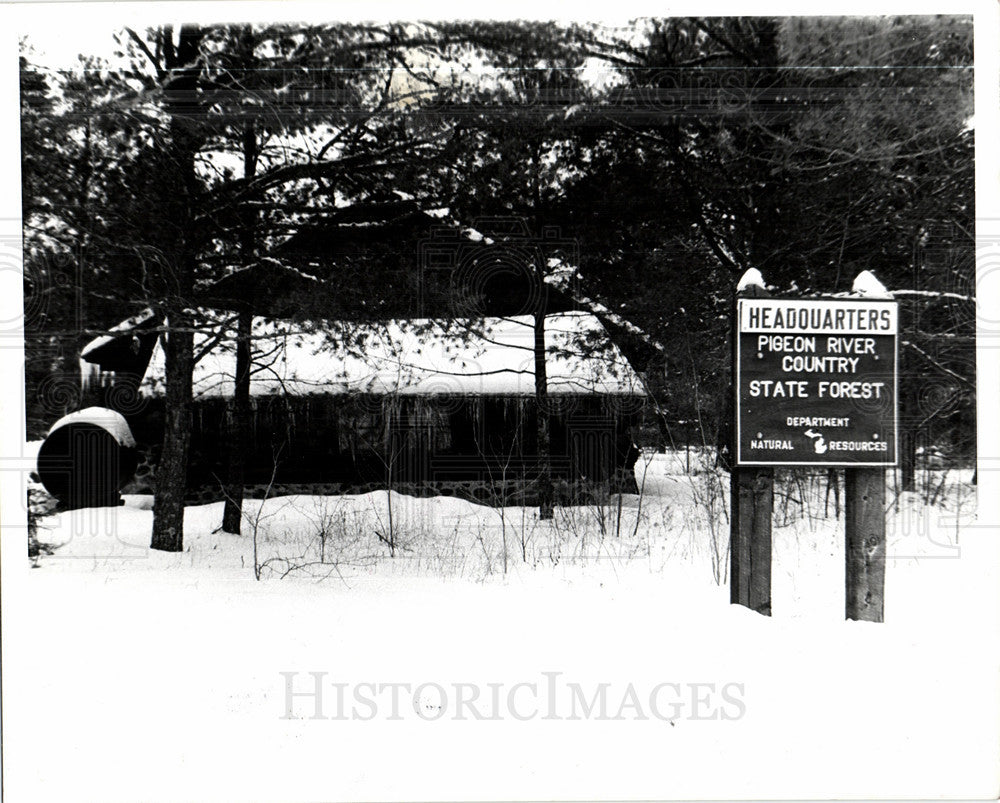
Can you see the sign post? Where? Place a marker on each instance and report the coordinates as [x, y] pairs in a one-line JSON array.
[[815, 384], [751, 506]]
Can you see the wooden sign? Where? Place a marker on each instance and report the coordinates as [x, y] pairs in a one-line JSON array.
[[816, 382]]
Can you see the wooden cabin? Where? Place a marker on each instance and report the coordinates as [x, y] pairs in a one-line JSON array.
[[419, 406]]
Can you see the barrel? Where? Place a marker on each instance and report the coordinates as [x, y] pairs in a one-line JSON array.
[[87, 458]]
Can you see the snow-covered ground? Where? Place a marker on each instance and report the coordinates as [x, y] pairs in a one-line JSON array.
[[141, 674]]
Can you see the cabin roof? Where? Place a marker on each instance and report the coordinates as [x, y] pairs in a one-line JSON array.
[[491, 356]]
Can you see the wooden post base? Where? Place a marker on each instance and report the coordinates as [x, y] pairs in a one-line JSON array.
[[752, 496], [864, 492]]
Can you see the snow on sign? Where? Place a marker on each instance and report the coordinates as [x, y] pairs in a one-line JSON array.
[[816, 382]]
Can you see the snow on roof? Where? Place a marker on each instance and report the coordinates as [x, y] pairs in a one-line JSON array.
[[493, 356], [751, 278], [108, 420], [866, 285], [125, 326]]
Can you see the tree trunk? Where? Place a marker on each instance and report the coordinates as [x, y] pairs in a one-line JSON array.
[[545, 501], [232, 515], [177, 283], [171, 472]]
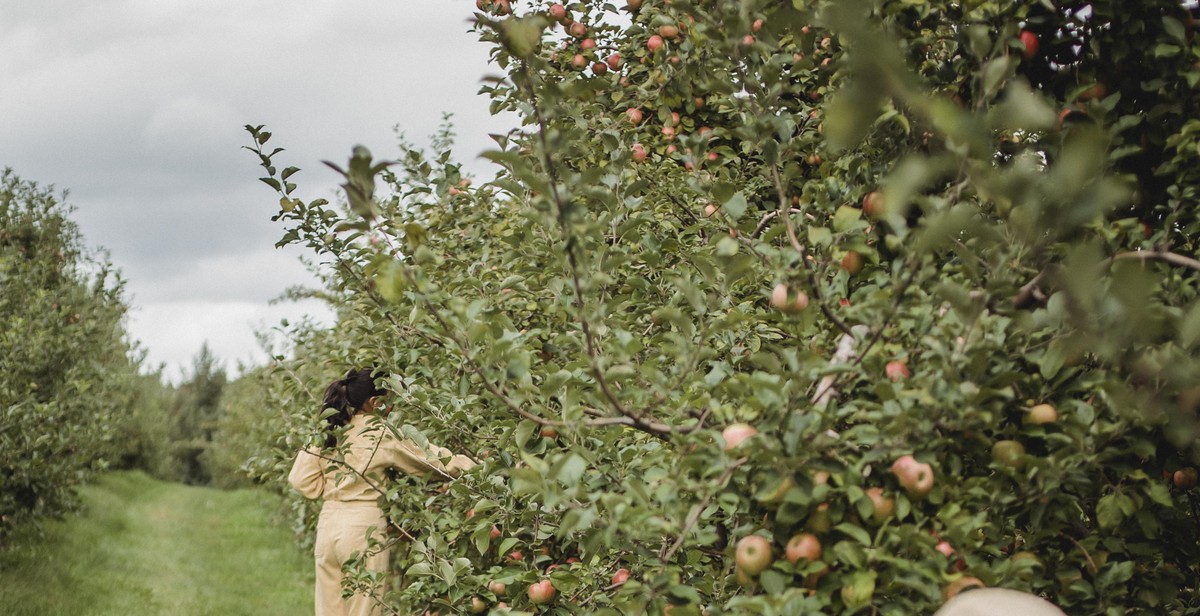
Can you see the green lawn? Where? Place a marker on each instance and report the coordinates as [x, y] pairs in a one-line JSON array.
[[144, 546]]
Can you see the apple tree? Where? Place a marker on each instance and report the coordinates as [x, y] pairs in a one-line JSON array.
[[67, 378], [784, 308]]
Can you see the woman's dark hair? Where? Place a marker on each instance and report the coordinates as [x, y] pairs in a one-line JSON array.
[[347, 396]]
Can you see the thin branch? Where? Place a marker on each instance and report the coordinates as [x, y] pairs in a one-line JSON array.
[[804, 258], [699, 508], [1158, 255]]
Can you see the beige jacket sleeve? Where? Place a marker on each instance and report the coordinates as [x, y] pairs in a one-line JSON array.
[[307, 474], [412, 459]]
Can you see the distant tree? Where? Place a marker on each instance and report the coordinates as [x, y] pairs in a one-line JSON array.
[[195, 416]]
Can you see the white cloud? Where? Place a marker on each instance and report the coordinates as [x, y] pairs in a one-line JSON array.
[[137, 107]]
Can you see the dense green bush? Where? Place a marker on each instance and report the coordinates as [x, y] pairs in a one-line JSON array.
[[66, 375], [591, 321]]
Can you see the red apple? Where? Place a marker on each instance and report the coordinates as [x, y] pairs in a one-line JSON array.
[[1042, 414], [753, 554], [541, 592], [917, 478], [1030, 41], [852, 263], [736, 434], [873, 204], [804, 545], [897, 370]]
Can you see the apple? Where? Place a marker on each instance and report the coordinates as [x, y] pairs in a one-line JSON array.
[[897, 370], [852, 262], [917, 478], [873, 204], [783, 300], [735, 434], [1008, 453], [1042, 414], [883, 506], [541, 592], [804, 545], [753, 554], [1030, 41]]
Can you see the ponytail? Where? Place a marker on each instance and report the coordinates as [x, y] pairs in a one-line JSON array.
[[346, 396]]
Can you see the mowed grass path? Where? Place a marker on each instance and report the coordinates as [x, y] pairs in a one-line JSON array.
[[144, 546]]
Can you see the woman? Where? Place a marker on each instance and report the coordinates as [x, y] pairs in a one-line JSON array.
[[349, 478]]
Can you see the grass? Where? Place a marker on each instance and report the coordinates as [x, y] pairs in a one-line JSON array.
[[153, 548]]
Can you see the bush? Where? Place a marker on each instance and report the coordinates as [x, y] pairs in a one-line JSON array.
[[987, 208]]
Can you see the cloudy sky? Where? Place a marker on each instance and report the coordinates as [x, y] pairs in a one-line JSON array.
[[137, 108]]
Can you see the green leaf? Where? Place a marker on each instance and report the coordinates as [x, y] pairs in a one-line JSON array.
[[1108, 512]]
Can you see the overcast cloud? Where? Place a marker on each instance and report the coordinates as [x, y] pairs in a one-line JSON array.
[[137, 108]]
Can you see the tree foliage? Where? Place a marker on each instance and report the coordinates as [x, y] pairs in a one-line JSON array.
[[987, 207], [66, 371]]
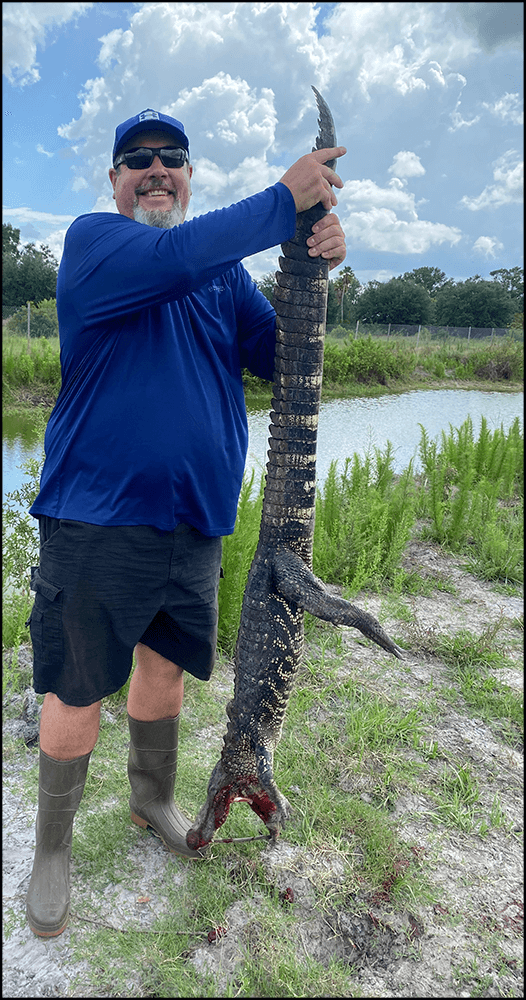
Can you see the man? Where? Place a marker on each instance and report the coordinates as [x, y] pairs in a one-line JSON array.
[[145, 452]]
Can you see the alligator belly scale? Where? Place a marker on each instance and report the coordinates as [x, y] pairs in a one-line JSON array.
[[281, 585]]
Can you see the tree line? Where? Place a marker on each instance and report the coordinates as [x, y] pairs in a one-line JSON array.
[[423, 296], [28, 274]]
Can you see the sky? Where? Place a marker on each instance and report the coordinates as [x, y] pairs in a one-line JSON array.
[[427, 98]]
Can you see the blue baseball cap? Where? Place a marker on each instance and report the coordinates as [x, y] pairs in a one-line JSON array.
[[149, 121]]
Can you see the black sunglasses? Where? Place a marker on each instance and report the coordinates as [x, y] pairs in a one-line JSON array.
◆ ◆ ◆
Update all of the data above so that every "one-line" reads "single-line", with nothing else changed. Leave the pictures out of your answer.

Can you see the sign post? Where? Place a marker on each instance and report the coordinates as [x, y] pairs in a single-line JSON array.
[[815, 384], [751, 506]]
Can you see the wooden sign? Where? Place a marker on each instance and report the coordinates as [x, y] pairs in a single-line JSON array.
[[816, 382]]
Can you see the wooden cabin? Where? Place a marker on each instance and report the coordinates as [x, y] pairs in a single-line JSON array.
[[419, 406]]
Can you see the barrel? Where? Place a marker on each instance and report the coordinates as [x, y] pairs in a single-line JSON array.
[[87, 458]]
Can you see the snow-covered ground? Where? Place a marker on each instance and report the coordinates as [x, y] pairs in a single-line JSON array.
[[141, 674]]
Can you see the cabin roof? Where? Place a marker on each instance and report the coordinates as [x, y] pairs in a single-line JSON array.
[[491, 356]]
Can you see the wooden post base? Where? Place a marker on each instance and report the coordinates as [x, y] pairs in a single-line JSON array.
[[752, 496], [864, 492]]
Can you see the snow on sign? Where? Place a marker on each instance and report the coordinates as [x, y] pairs in a single-line JSON array.
[[816, 382]]
Can you see the snow on roof? Where? Place a marker on each instance and report the coordinates as [x, y] pairs in a single-line JSON array.
[[493, 356], [751, 278], [108, 420], [866, 285], [125, 326]]
Can you see the tree trunk? Where? Place a marker on each instance and report the coordinates as [x, y] pairs in a single-line JSON array.
[[545, 501], [232, 515], [177, 283], [171, 472]]
Can you see the green lawn? Where? Place a marker on each instance and report the coordinates as [x, y] pairs in a single-line JSON array.
[[144, 546]]
Can you see the apple tree? Where? Place a marker on each instance and report the coordinates as [x, y] pairs in a single-line JSON array.
[[67, 378], [784, 308]]
Can you see the woman's dark hair? Where? Place a marker on each instance and report the coordinates as [x, y] pairs in a single-line JSON array.
[[347, 396]]
Can you see the thin branch? Where? Place a marker on each instance and report the coordinates as [x, y] pairs in a single-line JSON array.
[[804, 258], [699, 508], [1158, 255]]
Can you see the beige jacket sleeve? Where? Place a marker on each instance and report the coordinates as [x, y] pairs in a single-line JSON array.
[[307, 474], [412, 459]]
Can you see the distant tree? Where? Place a marker on each instance and report the coordinates as [x, y] pairs in a single-line JSON array.
[[195, 416]]
Can you see the white cloud? Where? Place a marker on each instance and report the coordinates as [x, y] pairs in a single-line JSON array.
[[137, 107]]
Can you see the dense green bush? Where? Place a marker on each instance and report the coordinates as [x, y] pairs in a single-line JSON array.
[[66, 375], [591, 321]]
Can you see the red apple? Where? Place a marker on each instance and report the coordinates as [x, y] pairs in a single-line JSON array.
[[1042, 414], [753, 554], [541, 592], [917, 478], [1030, 41], [852, 263], [736, 434], [873, 204], [804, 545], [897, 370]]
Can you see the apple? Where? Place a marker on each instance and report the coordinates as [x, y] pairs in a single-line JSON array.
[[897, 370], [852, 262], [917, 478], [873, 204], [783, 300], [735, 434], [1008, 453], [1042, 414], [883, 506], [541, 592], [804, 545], [753, 554], [1030, 41]]
Can you see the ponytail? Where? Place a marker on each instance and report the coordinates as [x, y] pairs in a single-line JSON array.
[[346, 396]]
Can you see the mowed grass path? Where? Place a marker on each instance and report the coordinates as [x, y] pairs in a single-line JSON array.
[[144, 546]]
Can you see the woman? Where? Place a marker on each instance and report the coordinates as [x, y] pairs in a single-line JSON array.
[[349, 478]]
Can you see the grass? Where? Place a marker on each instance and report the coordinates as [x, y] pairs in a single-line JSON array.
[[153, 548]]
Can you see the bush? Where? Place a marker on each instance and report the coordinates as [x, y] pairs in a single-line JSON array.
[[987, 208]]
Can you see the cloudy sky? Where? Place a marker on each instance and report the coordinates as [x, y] pairs in a single-line JSON array.
[[137, 108]]
Can you see the green leaf? Where? Place a marker on each instance and report the coordinates as [x, y] pairs in a single-line JSON array.
[[1108, 512]]
Can you see the overcast cloud? Where? Place a marker on each instance and report the coordinates as [x, y] pairs in a single-line JSON array.
[[137, 108]]
Can you see the tree foliage? Where? Place a marker on each instance and report the coordinates as [x, y] pairs in a single-line JSON array.
[[987, 207], [66, 371]]
Can you see the man? Where? Place a marker on each instance and report the coordinates as [x, y] pairs in a single-line JSON array.
[[145, 452]]
Can you see the alligator belly scale? Where? Place a marker on each instance and report the coordinates as [x, y] pairs in a single-line JSON array.
[[281, 585]]
Can you see the tree line? Where? Place a marker on each instance and report the coordinates as [x, y] pairs in a single-line JSON array.
[[423, 296], [28, 274]]
Can you see the sky? Where? Place a marker on each instance and report the coordinates as [x, y] pairs in a single-line JSON array.
[[427, 98]]
Can you see the blue baseball cap? Where? Place a marker on each instance and report the coordinates as [x, y] pairs in a single-line JSON array.
[[149, 121]]
Can you see the black sunglasses? Where? Place a marker on each instance and report the coordinates as [x, y] pairs in a single-line JSON array.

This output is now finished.